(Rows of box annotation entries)
◆ ◆ ◆ ◆
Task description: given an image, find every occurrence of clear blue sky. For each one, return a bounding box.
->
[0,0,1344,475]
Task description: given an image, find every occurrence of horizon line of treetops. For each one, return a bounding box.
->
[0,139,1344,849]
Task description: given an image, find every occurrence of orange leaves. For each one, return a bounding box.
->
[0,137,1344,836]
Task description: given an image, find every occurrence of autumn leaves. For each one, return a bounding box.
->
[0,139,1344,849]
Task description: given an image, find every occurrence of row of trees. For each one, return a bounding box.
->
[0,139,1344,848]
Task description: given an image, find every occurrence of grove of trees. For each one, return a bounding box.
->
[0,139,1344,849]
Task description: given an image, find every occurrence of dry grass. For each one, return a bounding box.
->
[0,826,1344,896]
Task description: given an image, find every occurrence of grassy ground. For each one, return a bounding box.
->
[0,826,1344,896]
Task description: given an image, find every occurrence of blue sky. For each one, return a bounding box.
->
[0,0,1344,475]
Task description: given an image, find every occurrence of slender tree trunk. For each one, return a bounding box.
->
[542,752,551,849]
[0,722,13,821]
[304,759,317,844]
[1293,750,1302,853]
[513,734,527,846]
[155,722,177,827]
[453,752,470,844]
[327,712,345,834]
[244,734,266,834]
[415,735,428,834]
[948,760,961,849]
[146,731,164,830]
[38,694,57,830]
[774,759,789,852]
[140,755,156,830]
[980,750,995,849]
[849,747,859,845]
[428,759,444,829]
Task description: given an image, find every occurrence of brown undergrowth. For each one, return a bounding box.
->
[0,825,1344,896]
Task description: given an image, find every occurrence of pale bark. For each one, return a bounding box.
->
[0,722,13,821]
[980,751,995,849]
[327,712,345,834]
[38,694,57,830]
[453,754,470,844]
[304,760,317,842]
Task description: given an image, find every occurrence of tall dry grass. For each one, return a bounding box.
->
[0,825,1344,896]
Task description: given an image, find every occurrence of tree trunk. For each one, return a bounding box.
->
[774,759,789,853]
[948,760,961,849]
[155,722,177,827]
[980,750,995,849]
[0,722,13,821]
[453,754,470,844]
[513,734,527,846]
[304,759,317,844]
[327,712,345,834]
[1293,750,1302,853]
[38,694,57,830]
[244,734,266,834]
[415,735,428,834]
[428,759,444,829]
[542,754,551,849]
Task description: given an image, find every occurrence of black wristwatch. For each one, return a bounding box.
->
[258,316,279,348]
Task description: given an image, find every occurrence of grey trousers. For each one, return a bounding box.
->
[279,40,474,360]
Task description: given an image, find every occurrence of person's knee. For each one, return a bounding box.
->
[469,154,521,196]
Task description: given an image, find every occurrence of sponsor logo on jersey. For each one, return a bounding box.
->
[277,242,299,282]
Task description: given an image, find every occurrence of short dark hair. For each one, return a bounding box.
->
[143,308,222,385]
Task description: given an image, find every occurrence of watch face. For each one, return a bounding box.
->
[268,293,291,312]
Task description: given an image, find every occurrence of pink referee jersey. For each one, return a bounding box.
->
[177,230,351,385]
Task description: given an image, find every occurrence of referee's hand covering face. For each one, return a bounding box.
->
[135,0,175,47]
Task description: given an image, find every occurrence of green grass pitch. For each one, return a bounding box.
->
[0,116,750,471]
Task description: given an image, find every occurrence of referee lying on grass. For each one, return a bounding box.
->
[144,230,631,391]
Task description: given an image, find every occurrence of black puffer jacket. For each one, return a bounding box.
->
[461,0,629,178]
◆ ◆ ◆ ◆
Edit the entries above so that every instance of "bounding box" becomes "bounding rectangle", and keep all other text unchanged.

• **Result**
Task description: given an image, find every occurrence of clear blue sky. For each one, return a bounding rectangle.
->
[0,0,1344,475]
Task description: given an image, find every occurrence of horizon line of treetops. For each one, return a bounding rectangle.
->
[0,139,1344,849]
Task description: given an image, find every occurrence of orange leaves. For each one, return a bounding rectangle.
->
[0,137,1344,836]
Task description: given an image, find every occurrence of autumn leaves. For each one, return a bounding rectangle.
->
[0,139,1344,849]
Task description: given an image, find every occurrence of row of trees. For each one, return a bounding rectangle.
->
[0,139,1344,848]
Task description: given an image, find every occurrence of grove of trees. For each one, return a bounding rectangle.
->
[0,139,1344,849]
Task description: given an image, find every occurrence of dry grass. For each one, return a bounding rectangle.
->
[0,826,1344,896]
Task description: given an image, find every occurrence of grassy ground. For each one, return a bounding rectangle.
->
[0,826,1344,896]
Task description: given an image, find every occurrence of blue sky. For each one, return a bounding rectangle.
->
[0,0,1344,475]
Task description: given an image, find every occurrence of slender tree trunk. For each one, return a bounding rectangle.
->
[542,752,551,849]
[0,722,13,821]
[304,759,317,844]
[1293,750,1302,853]
[513,734,527,846]
[155,722,177,827]
[453,752,470,844]
[327,712,345,834]
[244,734,266,834]
[415,735,428,834]
[948,760,961,849]
[146,731,164,830]
[38,694,57,830]
[774,759,789,852]
[140,755,156,830]
[980,750,995,849]
[849,747,859,845]
[428,759,444,829]
Task description: given an image, find every occurrence of brown undergrowth. For each one, return a bounding rectangle.
->
[0,825,1344,896]
Task description: given an image, find every occurrence of pale bark. For each one, return a bounding rectangle.
->
[0,722,13,821]
[980,751,995,849]
[327,712,345,834]
[38,694,57,830]
[453,754,470,844]
[304,760,317,842]
Task description: given an image, find every occurrence of tall dry grass. For each one, return a bounding rectangle.
->
[0,825,1344,896]
Task description: given an image, find every occurrence of tree trunk. For each one, return a bounding rectangle.
->
[774,759,789,853]
[948,760,961,849]
[155,722,177,827]
[980,750,995,849]
[0,722,13,821]
[453,754,470,844]
[513,734,527,846]
[304,759,317,844]
[327,712,345,834]
[1293,750,1302,853]
[38,694,57,830]
[244,734,266,834]
[415,735,428,834]
[428,759,444,829]
[542,754,551,849]
Task description: given an image, find every occurrence of black wristwatch. For each one, return a bounding rectangle.
->
[258,316,279,348]
Task description: given an image, find every occurrence of grey trousers. For each one, return a bounding rectangle.
->
[279,40,474,360]
Task description: given an image, find every occurrence of person's knee. For each one, return a bounding rectangle.
->
[469,154,521,196]
Task description: given an image, find every occurrence of sponsor logo on jersey. For each one, return a bounding rectangle.
->
[277,242,299,282]
Task description: given an image, find every occurrence of short dark hair. For each one, return a bounding rectangle.
->
[143,308,222,385]
Task description: given an image, find every occurrence of watch face. For each one, return a bounding rectangle.
->
[268,293,291,312]
Task description: given an image, find every occurrence of pink referee jersey. For each one, return a bounding rectangle.
->
[177,230,351,385]
Task description: given an image, find every occurrence of referee's hand covering face. For each one, return a bounding rectangle.
->
[135,0,175,47]
Task description: given an image, find every occurrence of green grass pitch. For each one, return a bounding rectangle.
->
[0,116,750,471]
Task description: given an image, find every occurrence of referee lying on grass. For each one, return a bounding rectangle.
->
[144,230,631,391]
Task description: given an image, find every occurrence of black puffer jacket. For each one, return a bounding rectangle.
->
[461,0,629,178]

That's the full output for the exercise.